DIRECTIONS:
The pictures get dropped, while every remaining part of the listing is copied exactly.
- - - - -
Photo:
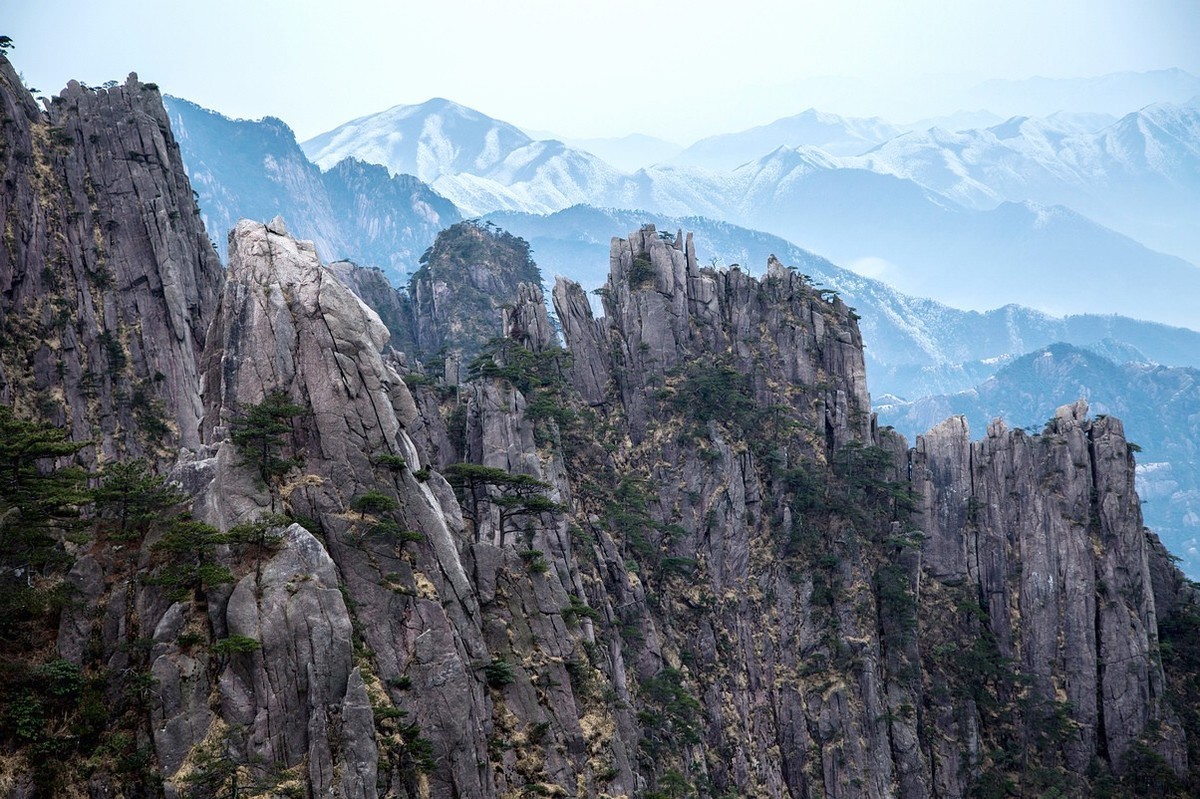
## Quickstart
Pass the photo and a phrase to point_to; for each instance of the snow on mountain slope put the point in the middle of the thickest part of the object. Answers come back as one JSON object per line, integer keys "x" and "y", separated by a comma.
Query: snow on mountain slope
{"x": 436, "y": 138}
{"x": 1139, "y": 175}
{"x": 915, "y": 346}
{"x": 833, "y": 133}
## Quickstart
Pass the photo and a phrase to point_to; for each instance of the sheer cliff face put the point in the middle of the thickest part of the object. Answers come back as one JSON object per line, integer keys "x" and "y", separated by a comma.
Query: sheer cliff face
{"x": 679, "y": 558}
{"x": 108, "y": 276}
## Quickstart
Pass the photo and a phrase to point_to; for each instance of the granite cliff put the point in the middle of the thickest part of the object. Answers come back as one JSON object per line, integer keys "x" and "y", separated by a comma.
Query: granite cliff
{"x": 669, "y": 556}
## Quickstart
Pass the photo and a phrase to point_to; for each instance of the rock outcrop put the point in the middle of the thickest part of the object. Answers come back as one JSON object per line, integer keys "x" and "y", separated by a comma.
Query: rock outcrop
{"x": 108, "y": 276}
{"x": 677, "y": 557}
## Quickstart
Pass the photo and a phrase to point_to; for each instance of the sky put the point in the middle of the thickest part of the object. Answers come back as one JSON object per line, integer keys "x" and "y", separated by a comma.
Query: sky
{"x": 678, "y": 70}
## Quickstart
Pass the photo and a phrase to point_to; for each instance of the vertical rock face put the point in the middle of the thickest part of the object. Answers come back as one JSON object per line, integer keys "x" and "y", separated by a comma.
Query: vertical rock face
- - - - -
ANSWER SECTION:
Photo:
## Quickstart
Pass the photo and a phrase to point_to; for each instance of the snow on mountain slope put the point in the middle of the thickest part of the object. Answers come back as one JSON object per line, integer keys "x" and "y", separated by a comma.
Query: snow on mountain slope
{"x": 436, "y": 138}
{"x": 1139, "y": 175}
{"x": 915, "y": 346}
{"x": 833, "y": 133}
## Quickstart
Pass the photo and a phrase to point_to; for each instance of the sheer cliff face put the point in the middle of the thickest part of the object. Answers come back as one JSON object per line, integer keys "x" and "y", separated by a comma.
Query: sheer cliff face
{"x": 679, "y": 558}
{"x": 108, "y": 276}
## Quickstart
Pass the photo and a phrase to point_to; for each instance of the granite cliff put the point in the middle of the thickest part of the object. Answers come back as one JSON object per line, integer keys "x" and "y", separated by a comma.
Query: granite cliff
{"x": 669, "y": 556}
## Quickstart
Pass the photo and a phrase to point_to; for each instance of the rock outcrop put the point in the middle of the thickest part of the object. Answers come back as one JSON object per line, integer keys "x" and "y", separated by a comma.
Query: rock outcrop
{"x": 108, "y": 276}
{"x": 677, "y": 557}
## Quickstart
Pass the photo and a phrase to point_to; for each instance of the sky put the point in the middle of the thickest part of the object. Answers come back as one JSON object per line, integer keys "x" and "y", separated by a comma.
Query: sky
{"x": 678, "y": 70}
## Quickstart
Pass the photo and a phrase to point_to; for each instance of the vertical rock face put the point in the middle of the thickest part of the object. Answers come back as one JSON object per line, integer keys "x" and "y", separated by a comma.
Query: vertical rock face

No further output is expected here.